SELECTED EXCERPT:
== == ==

Friday, June 4th, 2010
An exercise in de-analysis
This anti-pattern is called Wild Explanation. This is a free floating explanation based on loose associations. Its extreme version uses Gödel incompleteness theorems (undecidable crashes and hangs), quantum mechanics (in small time delta any bug can appear and disappear without being caught) or hydrodynamics (code fluidity, turbulence around processor cores) for abnormal software behaviour explanation (similar to Fashionable Nonsense in philosophy, humanities and social sciences). Its milder version is slightly modified original analysis monologue I found when searching Google for stack traces (I provide my comments below):
“Two hints make me assume this can be a physical memory problem:”
PAGE_FAULT_IN_NONPAGED_AREA (50)
Invalid system memory was referenced. This cannot be protected by try-except,
it must be protected by a Probe. Typically the address is just plain bad or it
is pointing at freed memory.

== == ==

PROVIDED RECORDS:
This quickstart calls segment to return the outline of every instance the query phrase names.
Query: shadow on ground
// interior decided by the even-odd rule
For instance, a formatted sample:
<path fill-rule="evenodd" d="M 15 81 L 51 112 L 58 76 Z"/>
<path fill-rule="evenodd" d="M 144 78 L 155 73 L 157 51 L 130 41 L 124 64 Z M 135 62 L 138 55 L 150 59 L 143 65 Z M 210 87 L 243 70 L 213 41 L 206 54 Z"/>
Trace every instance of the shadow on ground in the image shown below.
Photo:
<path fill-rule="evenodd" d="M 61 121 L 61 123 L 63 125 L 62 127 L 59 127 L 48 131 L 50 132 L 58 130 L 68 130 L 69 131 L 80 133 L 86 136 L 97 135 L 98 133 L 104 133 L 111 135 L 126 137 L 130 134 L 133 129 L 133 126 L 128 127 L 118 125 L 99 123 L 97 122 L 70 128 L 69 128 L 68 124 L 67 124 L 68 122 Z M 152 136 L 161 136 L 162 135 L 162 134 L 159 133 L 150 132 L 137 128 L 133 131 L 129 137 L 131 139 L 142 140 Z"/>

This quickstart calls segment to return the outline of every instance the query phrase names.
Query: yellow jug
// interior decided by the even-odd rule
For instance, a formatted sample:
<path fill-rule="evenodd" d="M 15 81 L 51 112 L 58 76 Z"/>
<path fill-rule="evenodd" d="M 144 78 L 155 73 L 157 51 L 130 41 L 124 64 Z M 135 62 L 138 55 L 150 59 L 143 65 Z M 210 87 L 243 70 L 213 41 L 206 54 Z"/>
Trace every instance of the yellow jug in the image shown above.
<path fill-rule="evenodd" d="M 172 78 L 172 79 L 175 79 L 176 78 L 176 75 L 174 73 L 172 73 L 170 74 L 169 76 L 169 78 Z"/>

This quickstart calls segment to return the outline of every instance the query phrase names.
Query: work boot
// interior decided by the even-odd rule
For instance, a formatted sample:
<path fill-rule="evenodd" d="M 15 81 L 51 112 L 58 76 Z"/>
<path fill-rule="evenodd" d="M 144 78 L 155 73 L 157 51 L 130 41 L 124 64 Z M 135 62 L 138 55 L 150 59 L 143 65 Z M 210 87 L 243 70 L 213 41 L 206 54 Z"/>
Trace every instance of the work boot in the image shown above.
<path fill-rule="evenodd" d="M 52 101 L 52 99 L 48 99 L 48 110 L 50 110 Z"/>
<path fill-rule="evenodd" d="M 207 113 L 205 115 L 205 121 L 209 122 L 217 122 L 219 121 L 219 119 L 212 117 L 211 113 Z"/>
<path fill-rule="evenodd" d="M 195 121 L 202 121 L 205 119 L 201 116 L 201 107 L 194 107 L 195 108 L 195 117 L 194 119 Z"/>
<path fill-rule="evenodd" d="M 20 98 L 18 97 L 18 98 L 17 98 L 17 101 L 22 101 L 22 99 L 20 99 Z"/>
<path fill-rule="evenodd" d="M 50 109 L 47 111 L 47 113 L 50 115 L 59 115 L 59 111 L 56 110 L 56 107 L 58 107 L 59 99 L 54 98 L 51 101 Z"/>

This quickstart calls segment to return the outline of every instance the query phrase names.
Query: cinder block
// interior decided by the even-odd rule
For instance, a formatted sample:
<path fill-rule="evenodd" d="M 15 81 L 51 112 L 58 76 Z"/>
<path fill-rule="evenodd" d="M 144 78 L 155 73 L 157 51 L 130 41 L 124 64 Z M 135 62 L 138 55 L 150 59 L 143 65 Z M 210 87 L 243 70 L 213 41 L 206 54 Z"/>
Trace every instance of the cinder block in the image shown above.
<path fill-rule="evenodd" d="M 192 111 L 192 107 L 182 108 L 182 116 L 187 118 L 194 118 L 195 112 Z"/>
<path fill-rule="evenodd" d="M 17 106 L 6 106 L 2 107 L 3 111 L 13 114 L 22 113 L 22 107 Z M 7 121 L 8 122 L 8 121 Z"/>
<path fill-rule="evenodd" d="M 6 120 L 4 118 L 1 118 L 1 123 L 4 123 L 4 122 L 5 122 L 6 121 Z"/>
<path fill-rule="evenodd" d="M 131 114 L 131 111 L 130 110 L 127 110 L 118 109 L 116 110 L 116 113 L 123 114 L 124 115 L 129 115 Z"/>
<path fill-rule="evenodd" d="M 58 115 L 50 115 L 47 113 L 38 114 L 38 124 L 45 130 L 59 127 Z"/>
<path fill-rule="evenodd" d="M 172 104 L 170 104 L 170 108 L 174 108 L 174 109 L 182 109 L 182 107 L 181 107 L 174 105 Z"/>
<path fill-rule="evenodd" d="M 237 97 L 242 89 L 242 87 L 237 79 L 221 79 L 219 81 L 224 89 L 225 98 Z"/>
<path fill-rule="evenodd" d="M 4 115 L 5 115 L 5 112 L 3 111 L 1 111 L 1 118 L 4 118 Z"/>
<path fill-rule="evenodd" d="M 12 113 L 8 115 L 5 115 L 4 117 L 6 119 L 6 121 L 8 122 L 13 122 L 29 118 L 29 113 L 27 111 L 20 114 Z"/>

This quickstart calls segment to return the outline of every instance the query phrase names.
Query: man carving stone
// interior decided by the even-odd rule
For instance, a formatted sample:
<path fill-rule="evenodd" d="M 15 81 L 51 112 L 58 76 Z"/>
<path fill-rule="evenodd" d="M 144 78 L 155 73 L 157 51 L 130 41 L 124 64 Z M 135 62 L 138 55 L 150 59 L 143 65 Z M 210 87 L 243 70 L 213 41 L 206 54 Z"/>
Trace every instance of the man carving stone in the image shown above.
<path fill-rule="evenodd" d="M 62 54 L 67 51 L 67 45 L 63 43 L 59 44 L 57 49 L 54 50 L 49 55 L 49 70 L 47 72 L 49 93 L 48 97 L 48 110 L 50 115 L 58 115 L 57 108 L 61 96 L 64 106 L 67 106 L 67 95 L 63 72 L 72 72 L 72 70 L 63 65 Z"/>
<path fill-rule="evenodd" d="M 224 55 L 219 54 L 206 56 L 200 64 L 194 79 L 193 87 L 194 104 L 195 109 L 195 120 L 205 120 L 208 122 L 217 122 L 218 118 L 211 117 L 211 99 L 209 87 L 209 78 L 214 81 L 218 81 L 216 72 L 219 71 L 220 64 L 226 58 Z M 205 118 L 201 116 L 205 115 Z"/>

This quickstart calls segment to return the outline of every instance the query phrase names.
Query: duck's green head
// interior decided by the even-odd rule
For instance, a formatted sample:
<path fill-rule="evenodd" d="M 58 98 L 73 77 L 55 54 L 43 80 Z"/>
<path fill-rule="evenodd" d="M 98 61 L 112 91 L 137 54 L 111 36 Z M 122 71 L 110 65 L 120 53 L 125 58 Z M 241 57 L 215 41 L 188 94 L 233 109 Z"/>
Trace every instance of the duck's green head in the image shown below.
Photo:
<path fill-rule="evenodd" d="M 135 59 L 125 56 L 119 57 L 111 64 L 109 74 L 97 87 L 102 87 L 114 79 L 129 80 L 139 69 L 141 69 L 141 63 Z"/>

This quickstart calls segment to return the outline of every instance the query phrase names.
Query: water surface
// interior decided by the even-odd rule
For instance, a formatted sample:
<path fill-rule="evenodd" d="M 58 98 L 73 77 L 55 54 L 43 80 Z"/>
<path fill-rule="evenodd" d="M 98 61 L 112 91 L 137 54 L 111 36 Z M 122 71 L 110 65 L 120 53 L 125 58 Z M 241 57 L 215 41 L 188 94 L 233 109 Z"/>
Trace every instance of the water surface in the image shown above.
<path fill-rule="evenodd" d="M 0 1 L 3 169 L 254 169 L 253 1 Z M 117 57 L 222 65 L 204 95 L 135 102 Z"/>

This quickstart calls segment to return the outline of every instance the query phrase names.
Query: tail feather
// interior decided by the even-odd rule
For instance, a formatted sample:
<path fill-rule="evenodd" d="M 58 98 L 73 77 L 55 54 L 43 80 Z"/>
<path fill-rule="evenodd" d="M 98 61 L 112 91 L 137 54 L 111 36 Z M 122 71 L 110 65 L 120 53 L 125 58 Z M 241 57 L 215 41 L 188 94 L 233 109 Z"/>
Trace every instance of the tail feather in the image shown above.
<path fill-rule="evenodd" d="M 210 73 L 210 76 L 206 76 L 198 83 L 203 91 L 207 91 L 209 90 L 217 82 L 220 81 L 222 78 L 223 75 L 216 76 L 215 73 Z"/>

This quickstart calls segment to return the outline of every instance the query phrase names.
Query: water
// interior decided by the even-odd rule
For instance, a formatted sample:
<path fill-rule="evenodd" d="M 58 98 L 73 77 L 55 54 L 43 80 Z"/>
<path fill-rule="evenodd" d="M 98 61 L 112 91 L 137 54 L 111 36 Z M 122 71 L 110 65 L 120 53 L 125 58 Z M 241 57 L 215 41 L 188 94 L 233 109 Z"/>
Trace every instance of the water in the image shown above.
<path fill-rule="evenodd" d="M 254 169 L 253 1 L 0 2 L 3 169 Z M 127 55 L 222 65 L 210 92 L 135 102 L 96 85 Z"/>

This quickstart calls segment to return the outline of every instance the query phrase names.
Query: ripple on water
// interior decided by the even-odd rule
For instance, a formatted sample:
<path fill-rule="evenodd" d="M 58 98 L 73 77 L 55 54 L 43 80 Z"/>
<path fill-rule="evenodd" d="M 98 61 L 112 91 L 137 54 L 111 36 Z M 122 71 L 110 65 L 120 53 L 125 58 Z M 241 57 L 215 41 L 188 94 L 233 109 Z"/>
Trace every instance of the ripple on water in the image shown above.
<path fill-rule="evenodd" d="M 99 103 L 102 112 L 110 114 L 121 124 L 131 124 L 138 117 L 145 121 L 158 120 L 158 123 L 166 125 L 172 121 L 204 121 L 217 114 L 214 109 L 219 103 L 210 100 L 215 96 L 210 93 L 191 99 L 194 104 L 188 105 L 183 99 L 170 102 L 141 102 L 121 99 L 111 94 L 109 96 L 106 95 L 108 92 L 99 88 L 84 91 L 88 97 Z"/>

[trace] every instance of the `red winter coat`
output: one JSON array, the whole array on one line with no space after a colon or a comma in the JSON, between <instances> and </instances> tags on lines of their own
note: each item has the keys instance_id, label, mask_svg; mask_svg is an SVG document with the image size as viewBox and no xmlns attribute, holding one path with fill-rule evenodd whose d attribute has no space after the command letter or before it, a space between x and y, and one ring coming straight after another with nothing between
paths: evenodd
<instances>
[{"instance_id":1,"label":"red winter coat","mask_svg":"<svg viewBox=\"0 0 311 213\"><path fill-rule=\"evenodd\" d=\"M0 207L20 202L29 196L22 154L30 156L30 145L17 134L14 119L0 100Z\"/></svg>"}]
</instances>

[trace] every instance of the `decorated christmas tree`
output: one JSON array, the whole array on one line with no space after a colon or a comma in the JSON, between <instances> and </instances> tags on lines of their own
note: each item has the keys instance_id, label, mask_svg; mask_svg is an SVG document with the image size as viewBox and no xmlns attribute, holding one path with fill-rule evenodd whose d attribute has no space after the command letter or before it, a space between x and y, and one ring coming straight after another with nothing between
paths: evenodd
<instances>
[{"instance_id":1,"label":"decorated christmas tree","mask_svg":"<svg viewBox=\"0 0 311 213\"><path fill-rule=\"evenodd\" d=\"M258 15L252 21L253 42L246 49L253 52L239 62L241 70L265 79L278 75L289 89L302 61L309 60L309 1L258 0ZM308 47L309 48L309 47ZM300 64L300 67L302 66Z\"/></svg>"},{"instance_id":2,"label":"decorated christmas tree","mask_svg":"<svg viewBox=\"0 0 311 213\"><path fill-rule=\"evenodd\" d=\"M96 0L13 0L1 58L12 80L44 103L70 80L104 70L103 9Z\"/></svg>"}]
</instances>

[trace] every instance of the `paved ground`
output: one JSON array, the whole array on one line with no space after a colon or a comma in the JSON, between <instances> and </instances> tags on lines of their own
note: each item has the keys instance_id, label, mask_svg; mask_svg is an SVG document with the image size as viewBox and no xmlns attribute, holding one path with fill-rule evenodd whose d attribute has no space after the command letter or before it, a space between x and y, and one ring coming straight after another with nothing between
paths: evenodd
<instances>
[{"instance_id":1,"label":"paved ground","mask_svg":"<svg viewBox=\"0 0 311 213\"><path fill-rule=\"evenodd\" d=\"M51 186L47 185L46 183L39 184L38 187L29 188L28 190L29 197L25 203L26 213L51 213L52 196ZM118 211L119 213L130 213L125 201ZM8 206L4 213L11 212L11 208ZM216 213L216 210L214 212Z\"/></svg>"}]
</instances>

== == ==

WRITTEN TASKS:
[A] Rewrite the excerpt on Wild Explanation between "PAGE_FAULT_IN_NONPAGED_AREA (50)" and "at freed memory.", inclusive, putting "invalid" in place of "plain bad".
[B] According to the excerpt on Wild Explanation, which three fields does the extreme version of this anti-pattern draw on?

SOLUTIONS FOR EACH TASK:
[A]
PAGE_FAULT_IN_NONPAGED_AREA (50)
Invalid system memory was referenced. This cannot be protected by try-except,
it must be protected by a Probe. Typically the address is just invalid or it
is pointing at freed memory.

[B] Gödel incompleteness theorems, quantum mechanics, and hydrodynamics.